## Assigned task
Your reply should restate the lines from the top of the entries through the line containing "Target: gravel ground" word for word, with no pictures.

## Extracted material
================================
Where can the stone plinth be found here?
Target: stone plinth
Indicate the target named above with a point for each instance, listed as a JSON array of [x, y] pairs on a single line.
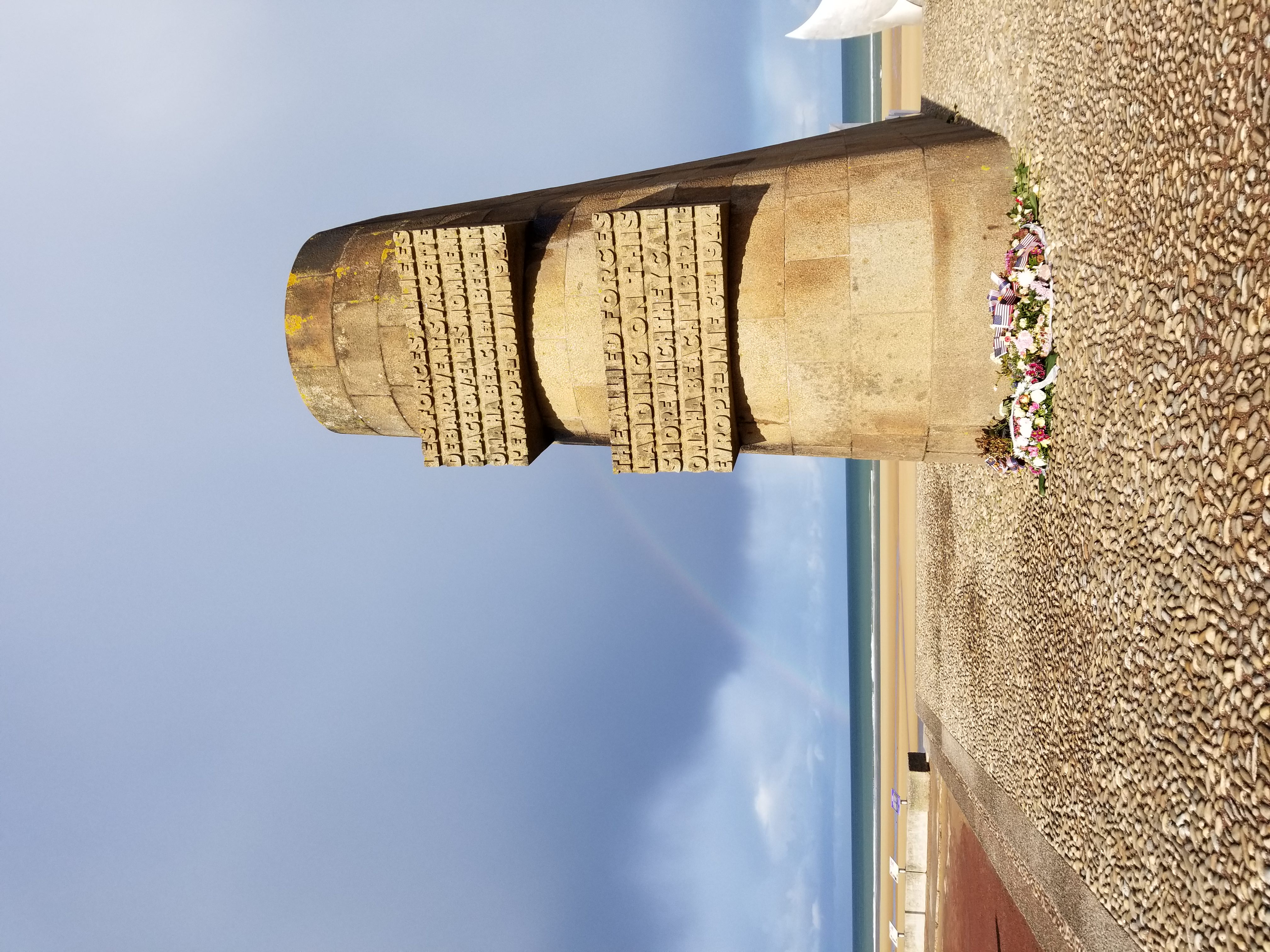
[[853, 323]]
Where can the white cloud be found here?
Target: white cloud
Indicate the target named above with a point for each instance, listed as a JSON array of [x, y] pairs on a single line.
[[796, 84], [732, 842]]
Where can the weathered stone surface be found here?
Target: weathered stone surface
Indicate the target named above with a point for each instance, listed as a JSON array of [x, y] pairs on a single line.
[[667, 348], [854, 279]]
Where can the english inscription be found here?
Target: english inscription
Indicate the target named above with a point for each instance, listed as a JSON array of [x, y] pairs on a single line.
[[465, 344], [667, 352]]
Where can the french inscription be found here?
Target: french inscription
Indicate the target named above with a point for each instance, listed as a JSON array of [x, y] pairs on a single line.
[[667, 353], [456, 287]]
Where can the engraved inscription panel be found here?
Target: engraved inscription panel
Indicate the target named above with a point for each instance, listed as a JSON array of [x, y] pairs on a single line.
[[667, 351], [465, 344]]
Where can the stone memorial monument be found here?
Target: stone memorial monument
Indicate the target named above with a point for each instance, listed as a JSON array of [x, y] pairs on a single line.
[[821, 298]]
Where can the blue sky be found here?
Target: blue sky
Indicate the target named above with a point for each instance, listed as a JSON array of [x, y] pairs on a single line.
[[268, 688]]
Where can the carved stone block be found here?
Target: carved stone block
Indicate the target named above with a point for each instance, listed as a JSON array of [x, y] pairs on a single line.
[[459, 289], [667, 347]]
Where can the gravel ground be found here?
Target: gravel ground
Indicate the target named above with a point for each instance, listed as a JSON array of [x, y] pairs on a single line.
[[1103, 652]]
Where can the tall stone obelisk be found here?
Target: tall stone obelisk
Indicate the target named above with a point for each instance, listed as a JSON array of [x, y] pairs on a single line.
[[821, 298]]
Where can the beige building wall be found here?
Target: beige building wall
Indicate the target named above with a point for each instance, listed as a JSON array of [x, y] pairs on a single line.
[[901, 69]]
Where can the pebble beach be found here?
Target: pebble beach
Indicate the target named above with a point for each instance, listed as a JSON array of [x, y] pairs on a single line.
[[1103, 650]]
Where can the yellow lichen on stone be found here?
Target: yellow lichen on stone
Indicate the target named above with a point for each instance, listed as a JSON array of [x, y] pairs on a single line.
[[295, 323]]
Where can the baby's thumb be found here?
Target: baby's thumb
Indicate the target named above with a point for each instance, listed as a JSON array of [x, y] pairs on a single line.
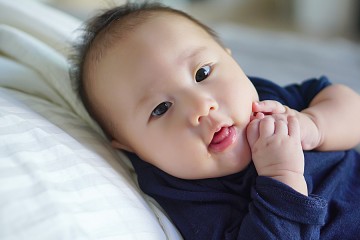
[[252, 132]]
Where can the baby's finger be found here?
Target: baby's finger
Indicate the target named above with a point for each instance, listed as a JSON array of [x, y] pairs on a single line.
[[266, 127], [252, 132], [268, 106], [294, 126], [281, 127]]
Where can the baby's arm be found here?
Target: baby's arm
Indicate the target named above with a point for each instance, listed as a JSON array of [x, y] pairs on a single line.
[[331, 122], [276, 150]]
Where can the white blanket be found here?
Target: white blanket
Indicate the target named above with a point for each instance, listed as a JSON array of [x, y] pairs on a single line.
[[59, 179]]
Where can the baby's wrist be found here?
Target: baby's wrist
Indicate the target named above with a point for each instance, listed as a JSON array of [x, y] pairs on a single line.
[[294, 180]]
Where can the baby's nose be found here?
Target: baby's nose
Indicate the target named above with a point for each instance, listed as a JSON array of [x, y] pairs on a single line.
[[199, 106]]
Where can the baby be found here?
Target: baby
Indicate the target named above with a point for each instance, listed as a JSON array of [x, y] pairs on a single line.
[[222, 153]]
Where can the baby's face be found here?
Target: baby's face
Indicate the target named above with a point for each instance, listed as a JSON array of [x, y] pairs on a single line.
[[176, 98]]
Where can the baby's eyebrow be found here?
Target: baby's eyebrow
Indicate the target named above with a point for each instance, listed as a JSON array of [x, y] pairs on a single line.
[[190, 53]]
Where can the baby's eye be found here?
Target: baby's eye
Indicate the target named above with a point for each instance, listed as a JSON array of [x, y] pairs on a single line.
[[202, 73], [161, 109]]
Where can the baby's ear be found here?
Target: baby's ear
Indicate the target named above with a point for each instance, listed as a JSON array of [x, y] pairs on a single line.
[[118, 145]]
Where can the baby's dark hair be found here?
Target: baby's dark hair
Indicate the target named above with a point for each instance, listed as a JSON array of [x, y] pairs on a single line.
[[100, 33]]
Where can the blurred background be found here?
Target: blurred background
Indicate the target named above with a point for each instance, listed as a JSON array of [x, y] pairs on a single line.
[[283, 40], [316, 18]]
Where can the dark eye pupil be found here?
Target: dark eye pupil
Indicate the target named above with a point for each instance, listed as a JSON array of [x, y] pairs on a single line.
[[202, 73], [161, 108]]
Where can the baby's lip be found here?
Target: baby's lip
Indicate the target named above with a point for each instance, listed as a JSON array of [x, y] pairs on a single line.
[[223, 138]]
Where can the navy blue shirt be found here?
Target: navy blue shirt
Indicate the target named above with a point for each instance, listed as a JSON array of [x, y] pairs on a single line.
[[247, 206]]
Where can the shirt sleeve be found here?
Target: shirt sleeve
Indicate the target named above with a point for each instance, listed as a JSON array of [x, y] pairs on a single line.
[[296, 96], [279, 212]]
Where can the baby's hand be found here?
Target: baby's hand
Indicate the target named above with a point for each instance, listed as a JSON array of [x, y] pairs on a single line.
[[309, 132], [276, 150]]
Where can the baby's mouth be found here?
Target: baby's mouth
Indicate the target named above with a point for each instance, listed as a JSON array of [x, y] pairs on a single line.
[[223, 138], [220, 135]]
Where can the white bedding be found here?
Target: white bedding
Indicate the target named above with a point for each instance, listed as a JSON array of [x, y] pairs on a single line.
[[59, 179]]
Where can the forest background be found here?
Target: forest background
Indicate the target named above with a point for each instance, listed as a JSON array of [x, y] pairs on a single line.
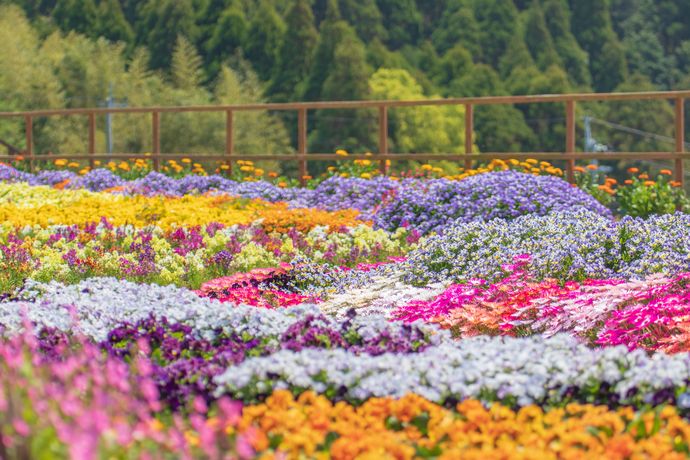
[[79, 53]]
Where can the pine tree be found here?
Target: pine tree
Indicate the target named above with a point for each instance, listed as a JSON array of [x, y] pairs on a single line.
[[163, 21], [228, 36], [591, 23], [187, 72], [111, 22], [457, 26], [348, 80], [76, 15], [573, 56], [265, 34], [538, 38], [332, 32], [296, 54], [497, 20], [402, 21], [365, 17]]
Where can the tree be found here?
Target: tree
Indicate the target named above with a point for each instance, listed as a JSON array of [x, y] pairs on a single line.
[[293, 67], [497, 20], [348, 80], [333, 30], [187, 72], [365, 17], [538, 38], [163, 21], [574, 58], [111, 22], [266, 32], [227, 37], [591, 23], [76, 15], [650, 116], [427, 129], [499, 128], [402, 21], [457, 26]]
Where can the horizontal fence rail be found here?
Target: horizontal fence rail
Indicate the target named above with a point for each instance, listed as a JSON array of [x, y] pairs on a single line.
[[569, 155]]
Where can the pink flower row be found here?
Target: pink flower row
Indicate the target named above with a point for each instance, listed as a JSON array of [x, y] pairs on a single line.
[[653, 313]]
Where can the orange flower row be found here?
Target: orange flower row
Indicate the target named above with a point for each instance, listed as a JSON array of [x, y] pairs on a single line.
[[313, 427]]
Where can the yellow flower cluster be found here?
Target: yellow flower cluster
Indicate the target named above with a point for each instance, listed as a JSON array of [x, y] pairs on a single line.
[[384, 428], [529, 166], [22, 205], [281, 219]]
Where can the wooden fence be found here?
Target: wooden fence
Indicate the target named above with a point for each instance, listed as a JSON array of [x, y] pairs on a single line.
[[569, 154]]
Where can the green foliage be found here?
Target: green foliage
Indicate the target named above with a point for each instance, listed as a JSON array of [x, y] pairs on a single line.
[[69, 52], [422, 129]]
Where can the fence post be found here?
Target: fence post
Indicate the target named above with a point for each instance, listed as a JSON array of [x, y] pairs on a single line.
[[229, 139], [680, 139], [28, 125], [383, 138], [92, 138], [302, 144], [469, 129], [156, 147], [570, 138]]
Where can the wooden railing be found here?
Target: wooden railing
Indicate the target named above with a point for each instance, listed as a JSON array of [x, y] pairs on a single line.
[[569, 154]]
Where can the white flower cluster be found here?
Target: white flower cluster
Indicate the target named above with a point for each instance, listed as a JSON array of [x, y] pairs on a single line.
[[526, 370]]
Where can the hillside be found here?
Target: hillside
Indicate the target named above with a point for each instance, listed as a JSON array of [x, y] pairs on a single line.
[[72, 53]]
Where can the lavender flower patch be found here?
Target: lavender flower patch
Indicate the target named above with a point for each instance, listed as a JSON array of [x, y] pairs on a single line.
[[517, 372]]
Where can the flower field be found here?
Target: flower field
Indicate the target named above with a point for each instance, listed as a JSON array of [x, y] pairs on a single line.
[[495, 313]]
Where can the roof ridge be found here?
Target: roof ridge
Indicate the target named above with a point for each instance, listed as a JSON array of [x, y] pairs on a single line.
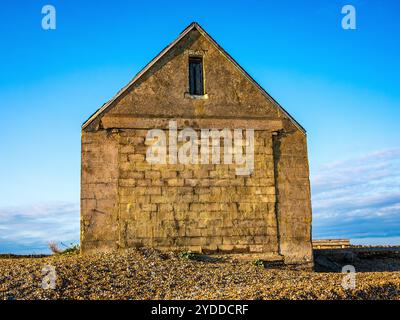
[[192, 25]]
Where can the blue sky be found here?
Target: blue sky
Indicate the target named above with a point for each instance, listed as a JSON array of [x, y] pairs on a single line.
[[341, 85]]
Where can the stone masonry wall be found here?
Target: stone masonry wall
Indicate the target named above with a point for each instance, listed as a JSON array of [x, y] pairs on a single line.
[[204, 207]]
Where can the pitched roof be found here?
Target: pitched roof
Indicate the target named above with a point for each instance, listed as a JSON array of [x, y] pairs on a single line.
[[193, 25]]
================================
## Solution to the exercise
Where can the stone plinth be found here?
Target: stone plinth
Indicate the target named above with a point for each instance, listed as a JSON array of [x, y] pairs on a single line.
[[853, 323]]
Where can the white cloud be found here?
Target: white cloud
Indicate the target named above with a point for each instance, listed as a JSON array of [x, y] pairs on a single line.
[[796, 84], [732, 842]]
Where can the weathered stone surface be found here?
Target: weathered stone surface
Indicate the target named above with a point for each instance, listed as a JSON array of [x, y] pairs on a single line.
[[667, 348], [854, 279]]
Where can the english inscription be found here?
Target: english inscription
Indicate the target named above with a point for each instance, listed as a JSON array of [x, y] pairs on a single line.
[[465, 344], [667, 352]]
Where can the french inscription be found here?
Target: french inscription
Indicate the target named above with a point for each instance, listed as a JSON array of [x, y] pairs on a single line.
[[667, 353], [456, 287]]
Where can the engraved inscription panel be found here?
Target: engraved inscription panel
Indicate the target named above with a point for each instance, listed as a JSON array of [x, y] pairs on a single line.
[[667, 351], [465, 344]]
Where can the stone memorial monument be found here?
Target: stone memorial monument
Indicate the target named above with a point for each instance, listed as a JSON array of [x, y] pairs on a single line.
[[821, 298]]
Where can the blue sky be found here?
Target: blue sky
Indicate the target named above with a point for each instance, listed as a JSON array of [x, y] pairs on a single line.
[[268, 688]]
Where can the carved stone block be found here?
Target: carved stone block
Indicate the target named above with a point for each instance, listed as a JSON array of [x, y] pairs on a single line.
[[459, 289], [667, 347]]
Where can the gravel ground be found here?
Target: gravel ground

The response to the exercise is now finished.